- _PASSAGE PROVIDED_:
════
Malawi is vulnerable to extreme weather events, notably drought and flooding, and it is anticipated that climate change will increase the incidence of erratic weather in the future. More than 18 floods and seven major droughts occurred in the country between 1967 and 2008. The 2002 drought affected 2.83 million people, and is believed to have caused thousands of hunger-related deaths. Malawi’s small-scale agriculture is overwhelmingly rain-fed and the immediate impact of a drought or flood is to reduce agricultural production.
Malawi has also experienced widespread environmental degradation due to the combination of rapid population growth, agricultural expansion into marginal lands, accelerated deforestation, lack of alternative livelihoods and knowledge gaps with reference to the optimal management of land and natural resources. Both extreme weather events and environmental degradation contribute to food insecurity with the rural poor and small-scale agricultural households feeling the effects most acutely.
Small-scale farmers can get caught in a ‘vicious cycle’ of food insecurity, asset depletion and vulnerability to shocks. Droughts have ongoing impacts via eroding assets and damaging livelihoods. These changes lower people’s resilience to shocks, and affected families often find that they have an even harder time responding to future events.
════
- _GIVEN RECORDS_:
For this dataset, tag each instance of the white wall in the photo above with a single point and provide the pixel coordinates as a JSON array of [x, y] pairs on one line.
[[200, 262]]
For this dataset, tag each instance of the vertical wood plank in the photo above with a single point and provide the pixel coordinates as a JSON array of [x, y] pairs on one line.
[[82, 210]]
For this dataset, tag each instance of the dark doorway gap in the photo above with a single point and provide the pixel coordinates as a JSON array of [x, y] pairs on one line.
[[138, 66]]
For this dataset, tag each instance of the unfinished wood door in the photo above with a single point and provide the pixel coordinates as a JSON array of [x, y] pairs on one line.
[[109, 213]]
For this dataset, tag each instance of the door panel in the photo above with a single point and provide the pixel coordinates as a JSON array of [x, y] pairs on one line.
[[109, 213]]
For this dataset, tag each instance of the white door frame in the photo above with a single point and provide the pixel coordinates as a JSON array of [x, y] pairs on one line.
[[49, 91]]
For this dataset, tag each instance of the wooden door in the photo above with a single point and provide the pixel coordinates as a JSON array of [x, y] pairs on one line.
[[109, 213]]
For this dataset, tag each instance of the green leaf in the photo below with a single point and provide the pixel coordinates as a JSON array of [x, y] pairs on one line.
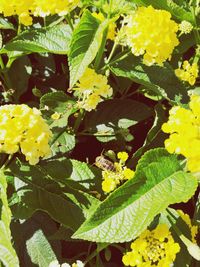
[[19, 76], [63, 143], [57, 102], [127, 212], [176, 10], [114, 116], [40, 250], [86, 40], [7, 254], [53, 40], [41, 191], [161, 80]]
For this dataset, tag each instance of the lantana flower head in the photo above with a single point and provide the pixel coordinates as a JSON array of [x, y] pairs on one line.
[[151, 33], [183, 126], [152, 248], [113, 178], [188, 73], [23, 128], [91, 89]]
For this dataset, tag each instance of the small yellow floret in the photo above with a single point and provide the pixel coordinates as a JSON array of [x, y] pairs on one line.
[[152, 33], [184, 128], [91, 89], [188, 73], [56, 116], [185, 27], [123, 156], [27, 8], [111, 28], [31, 134], [152, 248]]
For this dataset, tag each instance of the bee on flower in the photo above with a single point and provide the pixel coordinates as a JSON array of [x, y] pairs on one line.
[[114, 173]]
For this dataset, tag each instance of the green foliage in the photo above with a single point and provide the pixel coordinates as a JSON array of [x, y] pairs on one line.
[[160, 80], [86, 40], [128, 211], [53, 39], [7, 253], [40, 250]]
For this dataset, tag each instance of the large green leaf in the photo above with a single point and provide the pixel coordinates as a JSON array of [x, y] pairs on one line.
[[161, 80], [53, 40], [40, 250], [7, 254], [38, 190], [112, 116], [86, 40], [158, 182], [176, 10]]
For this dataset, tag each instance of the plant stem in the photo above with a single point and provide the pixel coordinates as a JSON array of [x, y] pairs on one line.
[[9, 159], [78, 120], [101, 50], [68, 18]]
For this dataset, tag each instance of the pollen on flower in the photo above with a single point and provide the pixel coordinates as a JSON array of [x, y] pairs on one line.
[[151, 33], [185, 27], [26, 8], [91, 89], [31, 134], [152, 248], [56, 116], [111, 179], [111, 28], [188, 73], [183, 126]]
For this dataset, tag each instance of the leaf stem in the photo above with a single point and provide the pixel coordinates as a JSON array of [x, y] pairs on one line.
[[101, 50], [78, 120], [68, 18]]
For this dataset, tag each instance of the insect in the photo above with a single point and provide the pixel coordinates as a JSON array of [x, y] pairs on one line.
[[104, 164]]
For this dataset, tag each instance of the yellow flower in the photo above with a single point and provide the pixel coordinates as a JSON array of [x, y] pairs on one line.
[[128, 173], [184, 128], [185, 27], [188, 73], [152, 248], [123, 156], [108, 184], [56, 116], [112, 26], [31, 133], [91, 89], [152, 33], [111, 179], [25, 8]]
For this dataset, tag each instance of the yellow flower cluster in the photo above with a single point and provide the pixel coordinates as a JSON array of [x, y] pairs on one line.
[[22, 127], [112, 26], [25, 9], [151, 33], [193, 228], [185, 27], [188, 73], [152, 248], [91, 89], [111, 179], [55, 263], [184, 128]]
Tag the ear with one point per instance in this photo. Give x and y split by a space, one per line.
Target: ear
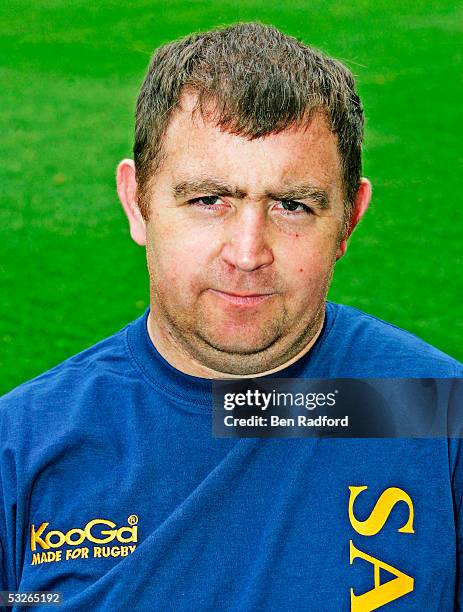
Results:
359 208
127 191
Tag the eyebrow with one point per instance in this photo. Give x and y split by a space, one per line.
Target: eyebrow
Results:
211 186
208 186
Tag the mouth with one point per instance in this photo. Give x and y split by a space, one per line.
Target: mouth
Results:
242 299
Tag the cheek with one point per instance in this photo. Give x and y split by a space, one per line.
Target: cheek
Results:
307 266
175 264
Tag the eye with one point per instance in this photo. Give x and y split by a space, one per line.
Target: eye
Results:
293 206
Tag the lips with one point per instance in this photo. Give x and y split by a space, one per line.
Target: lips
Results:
242 299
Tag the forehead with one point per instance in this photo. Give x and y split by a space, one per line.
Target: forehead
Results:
195 146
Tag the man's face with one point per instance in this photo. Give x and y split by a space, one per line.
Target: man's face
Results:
242 238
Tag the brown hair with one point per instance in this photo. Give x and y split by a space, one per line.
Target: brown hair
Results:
260 81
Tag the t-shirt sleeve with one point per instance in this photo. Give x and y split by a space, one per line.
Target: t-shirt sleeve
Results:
456 458
7 507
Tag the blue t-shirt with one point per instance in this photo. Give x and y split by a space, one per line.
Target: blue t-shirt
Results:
114 492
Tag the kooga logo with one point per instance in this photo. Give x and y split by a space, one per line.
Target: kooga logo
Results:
92 532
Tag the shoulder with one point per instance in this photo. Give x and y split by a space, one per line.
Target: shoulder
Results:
48 400
377 348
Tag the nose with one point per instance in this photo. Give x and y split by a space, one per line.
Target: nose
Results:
246 247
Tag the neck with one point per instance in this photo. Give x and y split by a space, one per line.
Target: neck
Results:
177 356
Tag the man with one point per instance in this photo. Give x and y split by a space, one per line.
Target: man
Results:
245 189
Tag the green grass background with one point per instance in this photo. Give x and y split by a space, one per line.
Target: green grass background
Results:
70 71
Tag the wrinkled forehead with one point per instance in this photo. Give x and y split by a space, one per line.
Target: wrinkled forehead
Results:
195 145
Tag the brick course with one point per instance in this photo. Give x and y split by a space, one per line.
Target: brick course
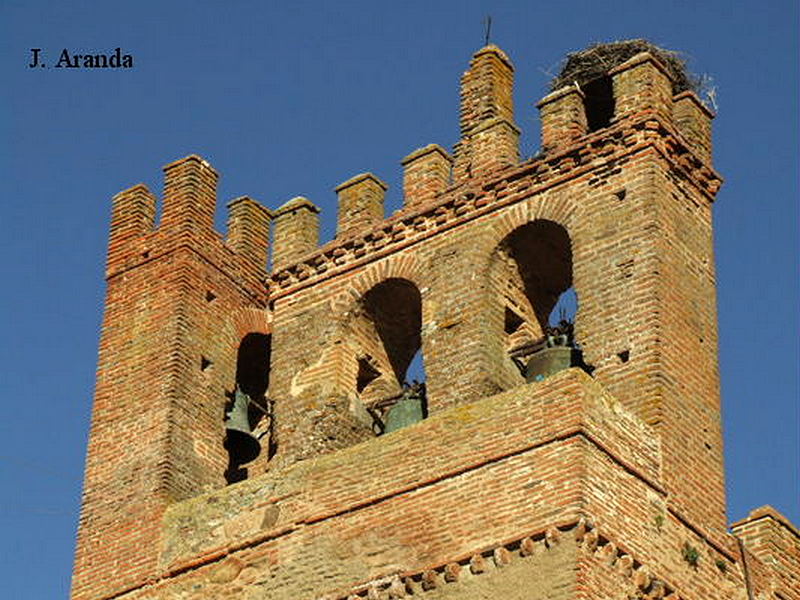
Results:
576 487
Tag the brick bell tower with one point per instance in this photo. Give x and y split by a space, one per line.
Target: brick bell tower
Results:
509 475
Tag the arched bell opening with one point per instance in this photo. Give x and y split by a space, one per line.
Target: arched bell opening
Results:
248 412
391 374
598 102
532 268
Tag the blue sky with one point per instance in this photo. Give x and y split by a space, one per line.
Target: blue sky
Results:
289 99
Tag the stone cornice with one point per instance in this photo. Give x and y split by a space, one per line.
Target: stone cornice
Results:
478 197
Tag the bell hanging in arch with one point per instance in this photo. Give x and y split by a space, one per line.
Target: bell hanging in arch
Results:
240 442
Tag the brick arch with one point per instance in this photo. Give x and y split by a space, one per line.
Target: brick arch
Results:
556 207
242 321
398 266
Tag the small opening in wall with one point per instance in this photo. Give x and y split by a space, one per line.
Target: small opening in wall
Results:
599 103
513 321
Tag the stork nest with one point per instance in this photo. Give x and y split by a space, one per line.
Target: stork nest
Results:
597 60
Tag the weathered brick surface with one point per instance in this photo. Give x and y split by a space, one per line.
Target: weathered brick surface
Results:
580 486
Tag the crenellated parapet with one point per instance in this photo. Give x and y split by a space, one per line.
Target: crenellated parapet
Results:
187 221
639 86
441 211
604 480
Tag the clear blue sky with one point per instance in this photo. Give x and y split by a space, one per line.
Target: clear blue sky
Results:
292 98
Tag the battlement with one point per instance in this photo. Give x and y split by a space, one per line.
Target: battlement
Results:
279 445
187 220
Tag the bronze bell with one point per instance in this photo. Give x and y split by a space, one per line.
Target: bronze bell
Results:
240 442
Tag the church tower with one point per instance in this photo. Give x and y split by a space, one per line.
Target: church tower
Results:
254 434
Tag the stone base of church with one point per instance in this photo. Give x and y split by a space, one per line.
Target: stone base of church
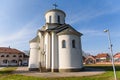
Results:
33 69
71 70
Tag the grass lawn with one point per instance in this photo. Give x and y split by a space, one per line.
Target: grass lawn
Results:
5 74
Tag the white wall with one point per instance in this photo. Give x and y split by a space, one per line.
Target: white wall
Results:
70 57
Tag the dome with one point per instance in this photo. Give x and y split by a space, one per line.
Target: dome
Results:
55 16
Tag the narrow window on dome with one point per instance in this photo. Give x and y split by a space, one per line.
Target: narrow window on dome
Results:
63 44
73 43
50 19
58 19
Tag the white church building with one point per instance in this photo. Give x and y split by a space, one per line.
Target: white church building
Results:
57 45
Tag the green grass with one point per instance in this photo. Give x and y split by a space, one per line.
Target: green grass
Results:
5 74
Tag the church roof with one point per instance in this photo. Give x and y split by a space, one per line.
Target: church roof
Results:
34 39
9 50
55 10
65 29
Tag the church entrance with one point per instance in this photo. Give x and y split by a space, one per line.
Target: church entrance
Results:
43 63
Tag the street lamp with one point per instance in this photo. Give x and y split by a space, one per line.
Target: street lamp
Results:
110 44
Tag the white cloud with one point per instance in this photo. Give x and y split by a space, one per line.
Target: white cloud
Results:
20 37
90 32
87 14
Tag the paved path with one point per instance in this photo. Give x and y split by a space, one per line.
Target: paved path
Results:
87 72
1 67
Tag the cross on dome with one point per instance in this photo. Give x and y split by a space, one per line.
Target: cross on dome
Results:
55 5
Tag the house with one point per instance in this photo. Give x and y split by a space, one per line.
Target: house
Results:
103 57
12 57
57 45
117 57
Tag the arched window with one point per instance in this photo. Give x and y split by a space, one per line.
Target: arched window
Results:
73 43
50 19
2 55
58 19
63 44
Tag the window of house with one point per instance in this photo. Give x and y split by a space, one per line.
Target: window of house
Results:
63 44
50 19
14 55
5 61
58 19
73 43
2 55
7 56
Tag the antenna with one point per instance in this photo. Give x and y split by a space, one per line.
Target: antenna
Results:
55 5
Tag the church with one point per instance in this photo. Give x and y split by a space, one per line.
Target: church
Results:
57 45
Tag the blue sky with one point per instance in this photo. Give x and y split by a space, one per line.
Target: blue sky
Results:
20 20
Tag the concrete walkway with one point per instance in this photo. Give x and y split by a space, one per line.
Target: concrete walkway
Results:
86 72
2 67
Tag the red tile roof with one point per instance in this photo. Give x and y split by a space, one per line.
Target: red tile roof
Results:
10 50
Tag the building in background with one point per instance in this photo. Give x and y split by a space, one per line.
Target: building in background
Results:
12 57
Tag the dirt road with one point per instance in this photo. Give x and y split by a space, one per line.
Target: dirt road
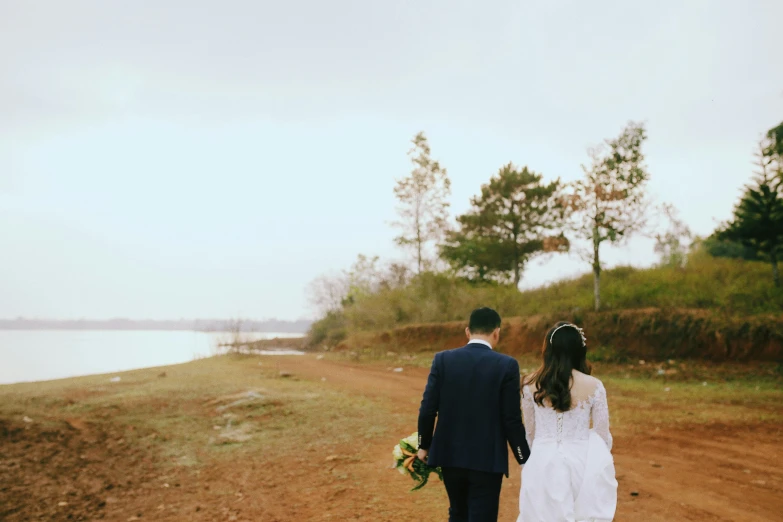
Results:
89 465
716 472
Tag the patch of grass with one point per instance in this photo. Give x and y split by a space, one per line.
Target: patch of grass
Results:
183 414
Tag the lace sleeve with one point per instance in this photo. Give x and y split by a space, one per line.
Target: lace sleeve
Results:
600 414
529 411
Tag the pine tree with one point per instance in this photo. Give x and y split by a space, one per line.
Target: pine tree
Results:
512 221
758 217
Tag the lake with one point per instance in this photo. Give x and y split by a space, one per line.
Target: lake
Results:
39 355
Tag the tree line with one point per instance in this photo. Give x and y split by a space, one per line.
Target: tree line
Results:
518 216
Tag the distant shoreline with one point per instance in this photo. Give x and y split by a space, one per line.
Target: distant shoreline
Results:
199 325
════
- _TASK REQUIREMENTS_:
[1] Can you extract the part of the Malawi passage between "Malawi has also" and "effects most acutely.", inclusive, word for word?
[2] Could you continue the passage on Malawi's weather shocks and food insecurity from its final sentence?

- _IN RESPONSE_:
[1]
Malawi has also experienced widespread environmental degradation due to the combination of rapid population growth, agricultural expansion into marginal lands, accelerated deforestation, lack of alternative livelihoods and knowledge gaps with reference to the optimal management of land and natural resources. Both extreme weather events and environmental degradation contribute to food insecurity with the rural poor and small-scale agricultural households feeling the effects most acutely.

[2]
Tearfund Malawi Partnership Programme Strategy
Food security and disaster mitigation are key priorities. One objective of this strategy is to increase food production, livelihood diversification and preparedness to droughts. It also seeks to link disaster preparedness and disaster response activities, and engages in advocacy for the development and implementation of local- and national-level disaster management plans.
The Church of Central Africa Presbyterian (CCAP), one of Tearfund’s partners in the programme, has been implementing food security projects since 1993 and disaster risk reduction projects since the southern Africa food crisis of 2001–2002. Its aim is to help communities move to a ‘virtuous cycle’ of food security, asset accumulation and resilience, as activities that improve lives and livelihoods help them to build an asset base that in turn increases their resilience to subsequent events.
A DFID-funded CCAP Disaster Risk Reduction project in Malawi’s Mzimba district includes the following activities:
- Crop diversification. Alternative crops to maize include cassava, groundnuts, sweet potato, beans, soya and pigeon peas. Interplanting is encouraged as a means to raise production, improve climate resilience and control pests.
- Provision of improved seed varieties such as fast-maturing maize that copes well with short, erratic rains and local pests, yet can be harvested and replanted for years before any significant fall in performance. A pass-on scheme means that households receive the seed on the condition that they help disseminate it to others.
- Environmental restoration. Restoring degraded lands via soil and water conservation technologies such as applying manure to fields, composting, water harvesting, contour ridges and agroforestry. These technologies can raise farm productivity while enhancing resilience to shocks.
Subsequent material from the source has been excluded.